>> begin
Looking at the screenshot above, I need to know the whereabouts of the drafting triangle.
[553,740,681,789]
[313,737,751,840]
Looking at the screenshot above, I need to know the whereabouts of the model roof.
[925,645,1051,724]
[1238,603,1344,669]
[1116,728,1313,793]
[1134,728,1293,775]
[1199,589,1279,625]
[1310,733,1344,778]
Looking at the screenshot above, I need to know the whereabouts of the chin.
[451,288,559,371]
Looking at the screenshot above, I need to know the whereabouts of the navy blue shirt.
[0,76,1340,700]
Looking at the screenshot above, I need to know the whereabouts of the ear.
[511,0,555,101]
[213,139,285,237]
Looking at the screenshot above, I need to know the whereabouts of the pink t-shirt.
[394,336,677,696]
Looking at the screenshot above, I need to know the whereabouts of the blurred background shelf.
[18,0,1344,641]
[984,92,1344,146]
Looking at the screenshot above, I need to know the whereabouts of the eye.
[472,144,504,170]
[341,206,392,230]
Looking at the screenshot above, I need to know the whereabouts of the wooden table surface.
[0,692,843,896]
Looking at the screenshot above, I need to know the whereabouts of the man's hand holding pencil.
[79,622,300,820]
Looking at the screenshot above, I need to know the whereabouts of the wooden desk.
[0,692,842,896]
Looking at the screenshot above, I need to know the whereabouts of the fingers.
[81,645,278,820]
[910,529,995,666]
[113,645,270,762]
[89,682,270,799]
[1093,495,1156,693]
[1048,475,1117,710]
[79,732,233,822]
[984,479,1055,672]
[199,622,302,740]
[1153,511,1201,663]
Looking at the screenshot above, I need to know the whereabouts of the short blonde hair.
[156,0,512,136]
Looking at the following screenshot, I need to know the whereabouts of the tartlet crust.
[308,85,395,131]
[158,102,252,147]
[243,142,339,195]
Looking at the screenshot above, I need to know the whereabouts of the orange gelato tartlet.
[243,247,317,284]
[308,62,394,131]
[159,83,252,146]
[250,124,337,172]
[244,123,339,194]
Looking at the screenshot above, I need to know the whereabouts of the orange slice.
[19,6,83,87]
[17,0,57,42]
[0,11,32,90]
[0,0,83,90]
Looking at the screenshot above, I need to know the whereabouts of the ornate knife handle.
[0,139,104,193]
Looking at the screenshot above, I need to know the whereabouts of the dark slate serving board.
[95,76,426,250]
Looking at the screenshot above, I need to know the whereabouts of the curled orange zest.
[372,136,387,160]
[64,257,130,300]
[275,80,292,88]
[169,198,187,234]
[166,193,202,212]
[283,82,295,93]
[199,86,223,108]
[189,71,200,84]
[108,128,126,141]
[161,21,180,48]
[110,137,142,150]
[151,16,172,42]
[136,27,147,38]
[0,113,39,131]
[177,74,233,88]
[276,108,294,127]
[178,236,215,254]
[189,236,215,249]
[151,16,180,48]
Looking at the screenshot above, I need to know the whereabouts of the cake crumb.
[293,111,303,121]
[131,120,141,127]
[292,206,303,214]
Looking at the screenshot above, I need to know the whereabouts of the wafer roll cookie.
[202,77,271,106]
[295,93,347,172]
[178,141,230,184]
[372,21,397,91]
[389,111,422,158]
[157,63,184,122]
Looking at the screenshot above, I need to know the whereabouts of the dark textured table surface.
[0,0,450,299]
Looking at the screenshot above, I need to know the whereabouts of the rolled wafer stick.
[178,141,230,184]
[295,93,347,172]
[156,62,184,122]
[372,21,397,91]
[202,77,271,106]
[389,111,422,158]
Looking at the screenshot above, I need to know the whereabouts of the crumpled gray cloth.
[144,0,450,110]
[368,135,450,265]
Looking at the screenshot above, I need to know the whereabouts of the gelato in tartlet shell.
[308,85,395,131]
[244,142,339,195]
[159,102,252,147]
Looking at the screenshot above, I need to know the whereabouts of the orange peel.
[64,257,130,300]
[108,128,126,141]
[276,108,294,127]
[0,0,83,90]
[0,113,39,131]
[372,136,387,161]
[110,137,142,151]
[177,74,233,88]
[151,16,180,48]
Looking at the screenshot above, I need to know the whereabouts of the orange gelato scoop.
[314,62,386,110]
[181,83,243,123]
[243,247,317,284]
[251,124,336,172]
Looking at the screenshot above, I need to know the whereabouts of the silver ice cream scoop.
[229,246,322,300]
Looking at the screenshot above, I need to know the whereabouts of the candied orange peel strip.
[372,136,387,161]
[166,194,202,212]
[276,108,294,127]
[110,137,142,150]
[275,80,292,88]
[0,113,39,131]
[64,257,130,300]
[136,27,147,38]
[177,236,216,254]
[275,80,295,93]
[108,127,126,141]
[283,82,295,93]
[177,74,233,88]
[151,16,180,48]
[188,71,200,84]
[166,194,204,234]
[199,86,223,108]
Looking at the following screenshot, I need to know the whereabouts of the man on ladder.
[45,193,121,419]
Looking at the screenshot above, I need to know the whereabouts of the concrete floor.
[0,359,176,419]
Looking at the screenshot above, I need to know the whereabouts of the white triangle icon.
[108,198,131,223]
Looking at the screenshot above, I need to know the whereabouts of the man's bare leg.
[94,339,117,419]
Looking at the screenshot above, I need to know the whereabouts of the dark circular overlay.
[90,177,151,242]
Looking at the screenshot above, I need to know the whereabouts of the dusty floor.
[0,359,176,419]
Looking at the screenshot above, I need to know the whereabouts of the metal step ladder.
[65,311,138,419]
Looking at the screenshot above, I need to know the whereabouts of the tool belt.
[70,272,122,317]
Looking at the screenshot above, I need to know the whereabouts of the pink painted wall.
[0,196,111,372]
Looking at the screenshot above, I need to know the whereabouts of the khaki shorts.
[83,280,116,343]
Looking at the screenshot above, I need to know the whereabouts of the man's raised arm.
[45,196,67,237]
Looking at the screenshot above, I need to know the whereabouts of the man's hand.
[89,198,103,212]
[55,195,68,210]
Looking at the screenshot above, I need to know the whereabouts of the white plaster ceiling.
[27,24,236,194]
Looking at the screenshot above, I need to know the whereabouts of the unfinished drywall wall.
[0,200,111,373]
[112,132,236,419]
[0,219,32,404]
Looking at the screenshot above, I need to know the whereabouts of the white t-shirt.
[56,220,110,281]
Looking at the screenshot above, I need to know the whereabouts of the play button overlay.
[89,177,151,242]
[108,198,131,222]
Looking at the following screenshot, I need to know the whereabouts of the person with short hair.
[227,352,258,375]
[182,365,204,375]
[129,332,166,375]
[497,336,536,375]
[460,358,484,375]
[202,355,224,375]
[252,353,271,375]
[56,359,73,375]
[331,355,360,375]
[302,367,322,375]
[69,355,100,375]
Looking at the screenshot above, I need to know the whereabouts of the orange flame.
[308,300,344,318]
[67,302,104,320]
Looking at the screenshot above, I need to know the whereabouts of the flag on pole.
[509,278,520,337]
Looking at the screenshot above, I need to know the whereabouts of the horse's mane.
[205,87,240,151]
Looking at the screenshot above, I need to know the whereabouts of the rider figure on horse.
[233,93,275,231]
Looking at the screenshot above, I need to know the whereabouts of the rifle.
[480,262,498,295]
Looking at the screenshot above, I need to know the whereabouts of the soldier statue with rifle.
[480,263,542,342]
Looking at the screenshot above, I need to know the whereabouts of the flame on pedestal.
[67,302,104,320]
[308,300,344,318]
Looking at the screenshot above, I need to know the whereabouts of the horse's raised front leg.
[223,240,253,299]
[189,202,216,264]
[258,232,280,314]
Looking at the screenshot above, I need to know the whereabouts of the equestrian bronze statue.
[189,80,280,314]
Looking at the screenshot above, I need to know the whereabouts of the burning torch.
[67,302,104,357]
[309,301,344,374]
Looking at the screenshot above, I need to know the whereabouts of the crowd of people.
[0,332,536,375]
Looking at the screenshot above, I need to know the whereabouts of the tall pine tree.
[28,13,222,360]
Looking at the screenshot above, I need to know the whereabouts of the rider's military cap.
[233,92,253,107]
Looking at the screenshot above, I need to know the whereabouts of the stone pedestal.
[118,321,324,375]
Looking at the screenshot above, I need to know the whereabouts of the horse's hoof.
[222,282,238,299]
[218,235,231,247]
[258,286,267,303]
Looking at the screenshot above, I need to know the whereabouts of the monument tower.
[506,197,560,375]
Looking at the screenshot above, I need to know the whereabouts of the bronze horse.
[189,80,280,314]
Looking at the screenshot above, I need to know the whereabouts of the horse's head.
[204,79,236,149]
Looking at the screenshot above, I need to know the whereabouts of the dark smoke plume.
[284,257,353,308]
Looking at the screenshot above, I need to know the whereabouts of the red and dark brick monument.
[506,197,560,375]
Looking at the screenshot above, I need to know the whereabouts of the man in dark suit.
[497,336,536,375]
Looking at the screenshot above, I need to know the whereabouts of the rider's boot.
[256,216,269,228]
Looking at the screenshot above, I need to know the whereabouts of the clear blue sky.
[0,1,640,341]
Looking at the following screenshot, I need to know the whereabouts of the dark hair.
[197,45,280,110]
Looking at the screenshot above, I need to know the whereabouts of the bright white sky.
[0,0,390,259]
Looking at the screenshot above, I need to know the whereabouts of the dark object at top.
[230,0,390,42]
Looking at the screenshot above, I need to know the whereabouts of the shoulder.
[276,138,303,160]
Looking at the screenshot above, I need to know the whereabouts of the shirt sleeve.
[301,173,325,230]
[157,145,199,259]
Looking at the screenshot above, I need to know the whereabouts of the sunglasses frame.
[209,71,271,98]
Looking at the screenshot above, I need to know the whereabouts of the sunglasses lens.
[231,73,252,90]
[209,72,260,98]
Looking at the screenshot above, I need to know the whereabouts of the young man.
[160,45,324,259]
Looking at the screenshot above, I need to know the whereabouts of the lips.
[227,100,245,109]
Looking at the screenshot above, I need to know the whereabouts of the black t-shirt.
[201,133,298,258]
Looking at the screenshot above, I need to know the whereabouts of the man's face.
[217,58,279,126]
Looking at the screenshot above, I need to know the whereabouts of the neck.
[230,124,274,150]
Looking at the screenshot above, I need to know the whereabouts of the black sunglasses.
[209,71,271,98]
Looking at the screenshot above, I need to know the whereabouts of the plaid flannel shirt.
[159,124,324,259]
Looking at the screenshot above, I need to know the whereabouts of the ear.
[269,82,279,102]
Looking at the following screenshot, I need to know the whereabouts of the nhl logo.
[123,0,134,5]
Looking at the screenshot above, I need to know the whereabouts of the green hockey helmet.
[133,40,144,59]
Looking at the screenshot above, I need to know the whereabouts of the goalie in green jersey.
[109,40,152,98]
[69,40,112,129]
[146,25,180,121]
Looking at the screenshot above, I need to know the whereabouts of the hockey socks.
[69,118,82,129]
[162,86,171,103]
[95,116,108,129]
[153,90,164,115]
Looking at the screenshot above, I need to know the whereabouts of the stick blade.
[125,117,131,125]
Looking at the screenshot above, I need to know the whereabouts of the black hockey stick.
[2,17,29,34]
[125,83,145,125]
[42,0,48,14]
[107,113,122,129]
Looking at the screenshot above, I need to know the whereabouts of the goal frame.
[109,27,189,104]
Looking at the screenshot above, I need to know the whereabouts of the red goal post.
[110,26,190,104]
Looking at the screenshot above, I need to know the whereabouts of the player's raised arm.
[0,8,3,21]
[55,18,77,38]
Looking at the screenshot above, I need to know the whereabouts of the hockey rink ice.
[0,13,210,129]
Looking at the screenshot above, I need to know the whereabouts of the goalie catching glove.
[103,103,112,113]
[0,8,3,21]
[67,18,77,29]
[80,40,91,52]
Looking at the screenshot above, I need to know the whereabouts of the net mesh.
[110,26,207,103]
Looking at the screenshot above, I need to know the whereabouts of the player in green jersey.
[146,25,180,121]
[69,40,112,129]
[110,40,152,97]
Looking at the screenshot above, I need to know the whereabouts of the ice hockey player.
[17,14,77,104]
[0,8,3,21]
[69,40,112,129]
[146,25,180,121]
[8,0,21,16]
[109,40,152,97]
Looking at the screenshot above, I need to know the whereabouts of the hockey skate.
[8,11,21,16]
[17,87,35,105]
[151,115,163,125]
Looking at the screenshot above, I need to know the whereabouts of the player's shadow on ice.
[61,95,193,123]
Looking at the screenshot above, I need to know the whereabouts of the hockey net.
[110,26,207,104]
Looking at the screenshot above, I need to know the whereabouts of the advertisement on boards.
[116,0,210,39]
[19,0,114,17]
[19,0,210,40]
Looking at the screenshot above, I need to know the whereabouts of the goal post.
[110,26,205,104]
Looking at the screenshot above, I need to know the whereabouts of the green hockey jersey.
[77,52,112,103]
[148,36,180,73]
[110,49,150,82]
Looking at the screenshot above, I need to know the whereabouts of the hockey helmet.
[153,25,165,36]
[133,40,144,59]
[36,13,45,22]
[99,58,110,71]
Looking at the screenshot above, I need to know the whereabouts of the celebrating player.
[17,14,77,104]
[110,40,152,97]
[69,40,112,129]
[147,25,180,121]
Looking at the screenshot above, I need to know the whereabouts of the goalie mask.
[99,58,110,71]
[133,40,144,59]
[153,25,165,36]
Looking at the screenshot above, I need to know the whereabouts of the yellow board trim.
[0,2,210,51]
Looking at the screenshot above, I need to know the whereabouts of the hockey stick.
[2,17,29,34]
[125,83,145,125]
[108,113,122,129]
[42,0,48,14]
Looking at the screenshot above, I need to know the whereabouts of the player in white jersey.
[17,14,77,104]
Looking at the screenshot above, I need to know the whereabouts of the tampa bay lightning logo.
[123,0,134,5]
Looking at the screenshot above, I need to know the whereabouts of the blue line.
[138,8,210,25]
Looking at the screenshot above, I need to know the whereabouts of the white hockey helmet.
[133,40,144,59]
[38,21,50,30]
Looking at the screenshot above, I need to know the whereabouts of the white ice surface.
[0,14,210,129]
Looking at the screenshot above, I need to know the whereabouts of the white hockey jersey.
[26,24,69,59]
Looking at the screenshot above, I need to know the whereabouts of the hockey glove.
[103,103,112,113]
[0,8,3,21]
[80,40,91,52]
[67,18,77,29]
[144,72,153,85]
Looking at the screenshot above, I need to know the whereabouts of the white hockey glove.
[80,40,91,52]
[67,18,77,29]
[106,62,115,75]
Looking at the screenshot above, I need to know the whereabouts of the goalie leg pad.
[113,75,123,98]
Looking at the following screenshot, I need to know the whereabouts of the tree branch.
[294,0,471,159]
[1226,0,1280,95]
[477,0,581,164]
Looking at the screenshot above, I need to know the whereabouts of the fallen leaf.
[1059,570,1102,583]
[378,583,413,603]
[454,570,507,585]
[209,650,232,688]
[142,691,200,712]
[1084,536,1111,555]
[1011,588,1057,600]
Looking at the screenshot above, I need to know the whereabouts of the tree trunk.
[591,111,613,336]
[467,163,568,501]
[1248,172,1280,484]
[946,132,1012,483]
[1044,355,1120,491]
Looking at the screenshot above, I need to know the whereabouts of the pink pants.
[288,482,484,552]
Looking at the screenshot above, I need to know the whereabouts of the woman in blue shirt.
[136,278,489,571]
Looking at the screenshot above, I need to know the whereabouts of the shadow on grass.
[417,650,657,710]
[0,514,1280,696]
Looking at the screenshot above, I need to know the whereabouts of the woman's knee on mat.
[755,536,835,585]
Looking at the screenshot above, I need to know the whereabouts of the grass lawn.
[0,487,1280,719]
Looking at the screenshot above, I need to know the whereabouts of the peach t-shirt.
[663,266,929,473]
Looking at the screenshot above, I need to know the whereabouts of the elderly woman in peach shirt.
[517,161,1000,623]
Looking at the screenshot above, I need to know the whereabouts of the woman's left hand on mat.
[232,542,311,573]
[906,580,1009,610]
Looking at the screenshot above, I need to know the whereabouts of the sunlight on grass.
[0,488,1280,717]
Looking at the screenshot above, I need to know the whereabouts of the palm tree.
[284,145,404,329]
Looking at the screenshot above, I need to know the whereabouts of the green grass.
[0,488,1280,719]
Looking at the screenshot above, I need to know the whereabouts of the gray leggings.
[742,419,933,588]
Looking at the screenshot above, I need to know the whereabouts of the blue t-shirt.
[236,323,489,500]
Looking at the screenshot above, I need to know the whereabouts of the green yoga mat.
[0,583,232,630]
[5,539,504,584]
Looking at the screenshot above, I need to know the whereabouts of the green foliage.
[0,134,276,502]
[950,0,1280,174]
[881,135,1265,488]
>> end
▸ Short exercise: Copy out the rows word for word, starting at the line that contains "the tree trunk." and stopping after the last line of the rows.

▸ Task result:
Looking at the screenshot above, I need to know the whereabouts of the tree trunk.
[591,111,613,336]
[467,163,568,501]
[1248,172,1280,484]
[946,132,1012,483]
[1044,355,1120,491]
Looking at the screenshot above, I need to know the whereabouts of the pink pants.
[288,482,484,552]
Looking at the screenshot above, I need to know the whereabouts of the woman in blue shirt.
[136,278,489,571]
Looking at the screenshot above, I need to know the whereabouts of the shadow on grass.
[417,650,657,710]
[0,514,1280,696]
Looking at the screenshot above, I need to know the whereabouts of the woman's knee on mat.
[755,536,835,585]
Looking at the screenshot above, I need to know the whereabouts of the grass lawn.
[0,487,1280,719]
Looking at the screenshot above, I need to know the whereabouts of the peach t-shirt.
[663,266,929,473]
Looking at the screenshot above, I need to know the whereabouts of the elderly woman in peach shirt.
[517,161,1000,623]
Looking at the screenshot above, I need to know the whereabouts of the woman's left hand on mat.
[232,542,311,573]
[906,580,1009,610]
Looking at the screenshot above, I need to know the whereabouts of the sunlight on grass.
[0,488,1280,717]
Looking at the screenshot above, I need to know the whereabouts of the palm tree.
[284,145,404,329]
Looking at the screenshot above, I need to know the whereabouts of the green grass.
[0,488,1280,719]
Looking at the screenshot above, I need to know the whereabouts of the gray leggings.
[742,419,933,588]
Looking at the screenshot above, I need to know the whereabouts of the blue t-shirt.
[236,323,489,500]
Looking at the screenshot above, I need to know the whereabouts of the green yoga mat.
[0,583,232,630]
[5,539,504,584]
Looking at the screenshot above, I need to know the whereabouts of the green foliage.
[0,134,276,502]
[950,0,1280,174]
[881,135,1265,488]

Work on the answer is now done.